_PROBLEM DESCRIPTION_
Would you restate every entry below word for word? Leave out the pictures.

--- START ---

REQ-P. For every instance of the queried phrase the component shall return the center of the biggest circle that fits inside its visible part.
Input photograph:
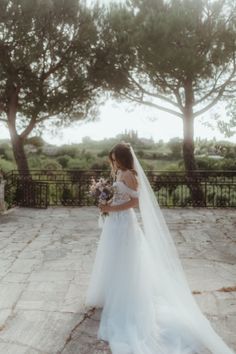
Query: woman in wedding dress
(137, 277)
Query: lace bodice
(122, 193)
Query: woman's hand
(105, 208)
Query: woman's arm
(132, 203)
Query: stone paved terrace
(46, 259)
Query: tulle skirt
(135, 319)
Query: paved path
(46, 257)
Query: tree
(177, 56)
(45, 47)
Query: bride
(137, 277)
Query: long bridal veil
(172, 287)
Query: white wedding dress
(137, 316)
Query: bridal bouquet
(102, 191)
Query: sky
(115, 118)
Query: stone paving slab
(46, 257)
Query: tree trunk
(19, 153)
(17, 140)
(190, 164)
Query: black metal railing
(42, 188)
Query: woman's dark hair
(123, 156)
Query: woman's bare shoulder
(129, 178)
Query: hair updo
(123, 156)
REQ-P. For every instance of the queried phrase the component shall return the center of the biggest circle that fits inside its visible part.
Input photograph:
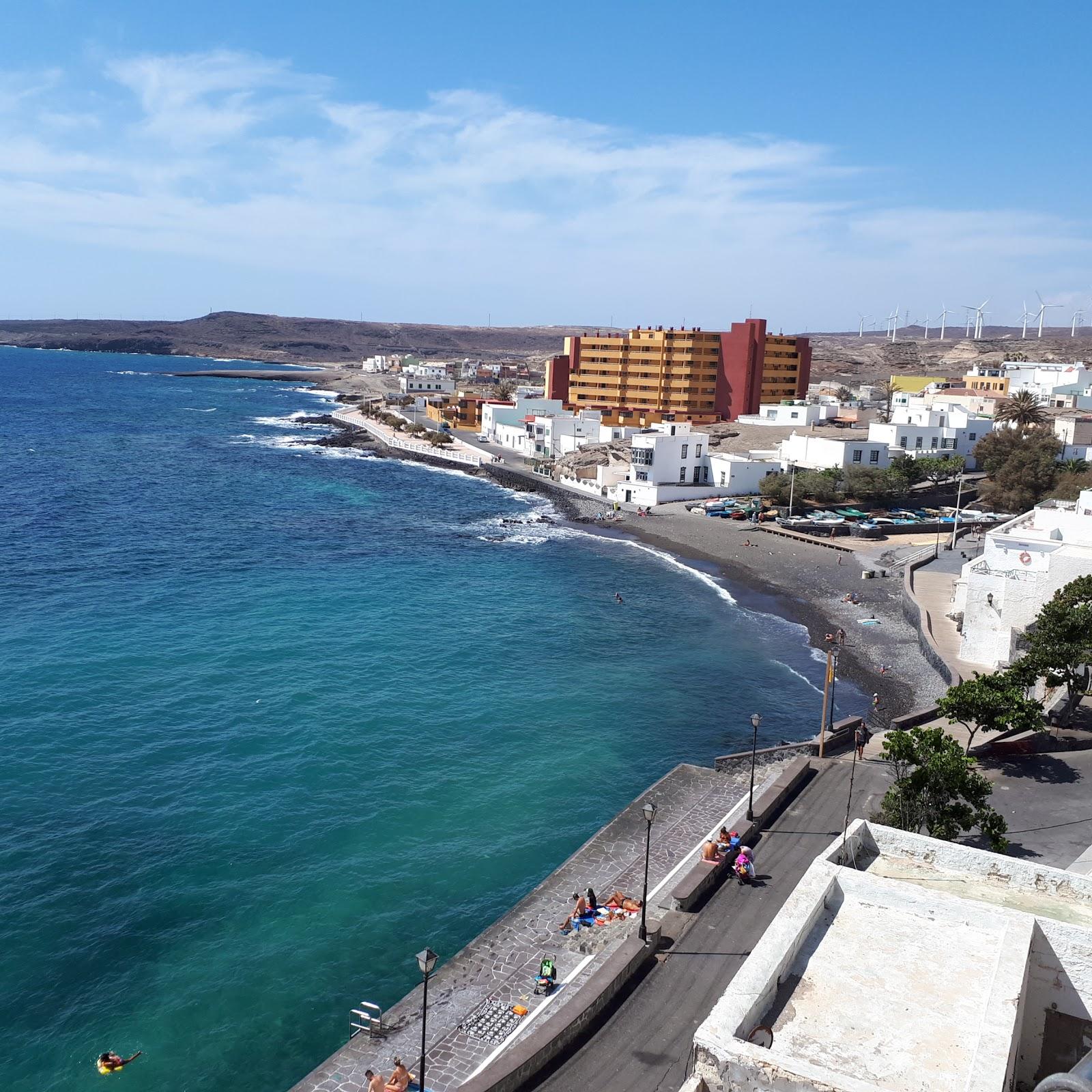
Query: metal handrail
(1079, 1079)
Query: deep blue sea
(273, 719)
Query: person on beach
(573, 922)
(860, 738)
(111, 1063)
(624, 901)
(400, 1079)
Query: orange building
(688, 375)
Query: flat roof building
(693, 375)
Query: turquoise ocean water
(274, 719)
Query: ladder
(367, 1018)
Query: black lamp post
(426, 960)
(756, 721)
(650, 813)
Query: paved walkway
(502, 964)
(646, 1043)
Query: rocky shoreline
(796, 580)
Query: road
(646, 1042)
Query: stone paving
(502, 962)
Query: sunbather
(624, 901)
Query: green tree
(819, 486)
(872, 485)
(993, 702)
(1021, 464)
(1059, 642)
(937, 789)
(1022, 410)
(938, 471)
(777, 487)
(887, 391)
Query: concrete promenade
(646, 1042)
(502, 964)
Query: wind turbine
(1026, 315)
(1042, 311)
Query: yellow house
(915, 385)
(981, 378)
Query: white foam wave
(289, 420)
(676, 564)
(793, 671)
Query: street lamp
(426, 960)
(650, 813)
(756, 721)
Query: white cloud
(238, 160)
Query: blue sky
(543, 163)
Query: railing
(354, 420)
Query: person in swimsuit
(400, 1079)
(111, 1063)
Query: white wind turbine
(1026, 315)
(1042, 311)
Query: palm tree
(1021, 410)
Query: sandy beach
(808, 584)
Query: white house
(938, 431)
(509, 413)
(425, 385)
(1022, 565)
(670, 462)
(1076, 435)
(792, 413)
(820, 452)
(1042, 377)
(735, 475)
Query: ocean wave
(289, 420)
(793, 671)
(676, 564)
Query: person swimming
(111, 1063)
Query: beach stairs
(367, 1018)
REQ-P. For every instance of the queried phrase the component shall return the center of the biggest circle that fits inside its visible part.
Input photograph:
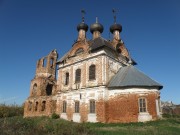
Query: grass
(13, 123)
(44, 125)
(170, 126)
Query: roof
(129, 76)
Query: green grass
(13, 123)
(47, 126)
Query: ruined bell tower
(43, 87)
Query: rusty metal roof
(129, 76)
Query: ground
(44, 125)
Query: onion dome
(115, 27)
(82, 26)
(96, 27)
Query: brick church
(96, 81)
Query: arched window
(44, 62)
(67, 79)
(92, 106)
(30, 106)
(142, 105)
(49, 89)
(51, 62)
(80, 50)
(36, 106)
(118, 49)
(43, 106)
(35, 87)
(64, 106)
(92, 72)
(78, 76)
(76, 107)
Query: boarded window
(92, 72)
(43, 106)
(49, 89)
(77, 107)
(142, 105)
(64, 106)
(30, 106)
(67, 79)
(78, 76)
(44, 62)
(80, 50)
(35, 87)
(92, 106)
(51, 62)
(36, 106)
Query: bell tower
(44, 82)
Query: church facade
(97, 81)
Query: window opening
(142, 105)
(67, 79)
(78, 76)
(77, 107)
(92, 72)
(92, 106)
(43, 105)
(64, 106)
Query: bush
(54, 116)
(10, 110)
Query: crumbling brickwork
(83, 90)
(43, 88)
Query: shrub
(54, 116)
(10, 110)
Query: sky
(30, 29)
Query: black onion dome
(96, 27)
(82, 26)
(115, 27)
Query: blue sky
(30, 29)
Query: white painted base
(144, 117)
(76, 117)
(92, 118)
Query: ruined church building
(97, 81)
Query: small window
(44, 62)
(142, 105)
(30, 106)
(92, 106)
(49, 89)
(35, 87)
(36, 106)
(78, 76)
(64, 106)
(77, 107)
(92, 72)
(43, 105)
(80, 50)
(67, 79)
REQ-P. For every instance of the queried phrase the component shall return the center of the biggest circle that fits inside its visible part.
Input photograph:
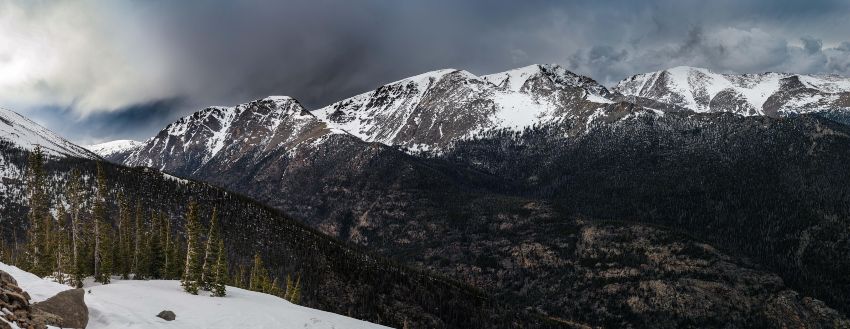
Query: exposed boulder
(68, 307)
(167, 315)
(14, 303)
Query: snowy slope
(434, 109)
(702, 90)
(26, 134)
(228, 134)
(134, 304)
(114, 147)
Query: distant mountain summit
(434, 109)
(224, 135)
(772, 94)
(117, 149)
(25, 134)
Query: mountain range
(678, 198)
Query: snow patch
(135, 304)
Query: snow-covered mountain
(772, 94)
(434, 109)
(229, 134)
(135, 304)
(115, 149)
(25, 134)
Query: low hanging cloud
(725, 50)
(69, 54)
(139, 64)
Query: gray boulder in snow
(67, 309)
(167, 315)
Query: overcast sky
(97, 71)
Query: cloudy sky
(96, 71)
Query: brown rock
(68, 306)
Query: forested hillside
(334, 277)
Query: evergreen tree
(210, 253)
(295, 298)
(218, 287)
(192, 268)
(239, 280)
(33, 260)
(102, 247)
(274, 288)
(289, 288)
(138, 242)
(74, 195)
(168, 259)
(61, 251)
(259, 279)
(123, 253)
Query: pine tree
(101, 248)
(74, 196)
(61, 252)
(295, 298)
(165, 238)
(210, 253)
(255, 283)
(122, 255)
(138, 242)
(38, 210)
(192, 269)
(274, 288)
(220, 272)
(289, 288)
(239, 280)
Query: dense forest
(776, 190)
(265, 250)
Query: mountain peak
(26, 134)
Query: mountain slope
(336, 277)
(135, 303)
(219, 136)
(117, 149)
(26, 134)
(773, 94)
(434, 109)
(493, 211)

--- END ---

_ANSWER BOX_
REQ-P. For every instance of the queried phrase the component shall return the center of the biggest circle that fits inside its visible part.
Input photograph:
Query: woman in wedding dress
(137, 277)
Query: lace bodice
(122, 193)
Query: woman's hand
(105, 208)
Query: woman's arm
(132, 203)
Query: stone paved terrace
(46, 259)
Query: tulle skirt
(135, 319)
Query: paved path
(46, 257)
Query: tree
(177, 56)
(45, 47)
Query: bride
(137, 277)
Query: long bridal veil
(172, 287)
Query: white wedding dress
(137, 316)
Query: bridal bouquet
(102, 191)
Query: sky
(115, 118)
Query: stone paving slab
(46, 257)
Query: tree trunk
(19, 153)
(17, 140)
(190, 164)
Query: black metal railing
(42, 188)
Query: woman's dark hair
(123, 156)
Query: woman's bare shoulder
(129, 178)
Query: hair updo
(123, 156)
REQ-P. For every instance of the queried phrase the component shall return the center of the biggest circle that fits inside its visible part.
Input photograph:
Query: metal handrail
(1079, 1079)
Query: deep blue sea
(273, 719)
Query: person on beach
(573, 922)
(860, 738)
(111, 1063)
(624, 901)
(400, 1079)
Query: orange building
(688, 375)
Query: flat roof building
(693, 375)
Query: turquoise ocean water
(274, 719)
Query: ladder
(367, 1018)
Query: black lamp post
(426, 960)
(756, 721)
(650, 813)
Query: paved walkway
(502, 964)
(646, 1043)
Query: rocky shoreline
(796, 580)
Query: road
(646, 1042)
Query: stone paving
(502, 962)
Query: sunbather
(624, 901)
Query: green tree
(819, 486)
(872, 485)
(993, 702)
(1021, 464)
(1059, 642)
(937, 789)
(1022, 410)
(938, 471)
(777, 487)
(887, 391)
Query: concrete promenade
(646, 1042)
(502, 964)
Query: wind turbine
(1026, 315)
(1042, 311)
Query: yellow house
(915, 385)
(981, 378)
Query: white foam wave
(289, 420)
(676, 564)
(793, 671)
Query: street lamp
(426, 960)
(650, 813)
(756, 721)
Query: white cloud
(238, 160)
Query: blue sky
(543, 163)
Query: railing
(354, 420)
Query: person in swimsuit
(400, 1079)
(111, 1063)
Query: white wind turbine
(1026, 315)
(1042, 311)
Query: palm tree
(1021, 410)
Query: sandy beach
(808, 584)
Query: white house
(938, 431)
(509, 413)
(425, 385)
(1022, 565)
(670, 462)
(1076, 435)
(792, 413)
(820, 452)
(1042, 377)
(735, 475)
Query: ocean wave
(289, 420)
(793, 671)
(676, 564)
Query: person swimming
(111, 1063)
Query: beach stairs
(367, 1018)
REQ-P. For every instance of the queried phrase the component shall return the center of the biggest circle that fits inside its visible part.
Input photograph:
Query: grass
(13, 123)
(44, 125)
(170, 126)
Query: roof
(129, 76)
Query: green grass
(13, 123)
(47, 126)
Query: ruined bell tower
(43, 87)
Query: rusty metal roof
(129, 76)
Query: ground
(44, 125)
Query: onion dome
(115, 27)
(82, 26)
(96, 27)
Query: brick church
(96, 81)
Query: arched window
(44, 62)
(67, 79)
(92, 106)
(30, 106)
(142, 105)
(49, 89)
(51, 62)
(80, 50)
(36, 106)
(118, 49)
(43, 106)
(35, 87)
(64, 106)
(92, 72)
(78, 76)
(76, 107)
Query: boarded window
(92, 72)
(43, 106)
(49, 89)
(77, 107)
(142, 105)
(64, 106)
(30, 106)
(67, 79)
(78, 76)
(44, 62)
(80, 50)
(35, 87)
(92, 106)
(51, 62)
(36, 106)
Query: bell tower
(44, 82)
Query: church facade
(97, 81)
Query: window opening
(142, 105)
(67, 79)
(78, 76)
(77, 107)
(92, 72)
(92, 106)
(43, 105)
(64, 106)
Query: bush
(54, 116)
(10, 110)
Query: crumbling brickwork
(83, 90)
(43, 88)
Query: shrub
(54, 116)
(10, 110)
Query: sky
(30, 29)
Query: black onion dome
(96, 27)
(82, 26)
(115, 27)
Query: blue sky
(30, 29)
Query: white painted base
(144, 117)
(76, 117)
(92, 118)
Query: ruined church building
(97, 81)
Query: small window
(44, 62)
(142, 105)
(30, 106)
(92, 106)
(49, 89)
(35, 87)
(36, 106)
(78, 76)
(64, 106)
(77, 107)
(92, 72)
(43, 105)
(80, 50)
(67, 79)
REQ-P. For every instance of the queried phrase the component shall return the center of the biggest circle that fits inside its visible part.
Input photograph:
Query: exposed boulder
(68, 307)
(167, 315)
(14, 303)
Query: snowy slope
(434, 109)
(702, 90)
(26, 134)
(228, 134)
(134, 304)
(114, 147)
Query: distant mountain summit
(434, 109)
(224, 135)
(772, 94)
(117, 149)
(25, 134)
Query: mountain range
(678, 198)
Query: snow patch
(135, 304)
Query: snow-covered mountain
(772, 94)
(434, 109)
(229, 134)
(135, 304)
(115, 149)
(25, 134)
Query: low hanging cloud
(725, 50)
(69, 54)
(139, 64)
Query: gray boulder in snow
(67, 309)
(167, 315)
Query: overcast sky
(97, 71)
Query: cloudy sky
(96, 71)
Query: brown rock
(68, 306)
Query: forested hillside
(334, 277)
Query: evergreen tree
(210, 253)
(295, 298)
(218, 287)
(192, 268)
(239, 280)
(33, 260)
(102, 247)
(274, 288)
(289, 288)
(138, 242)
(74, 195)
(168, 259)
(61, 251)
(259, 279)
(123, 253)
Query: pine tree
(101, 248)
(74, 196)
(61, 252)
(295, 298)
(165, 238)
(210, 253)
(255, 283)
(122, 255)
(138, 242)
(38, 210)
(192, 269)
(274, 288)
(220, 272)
(289, 288)
(239, 280)
Query: dense forest
(776, 190)
(265, 250)
Query: mountain peak
(26, 134)
Query: mountain slope
(336, 277)
(135, 303)
(219, 136)
(117, 149)
(26, 134)
(773, 94)
(434, 109)
(493, 211)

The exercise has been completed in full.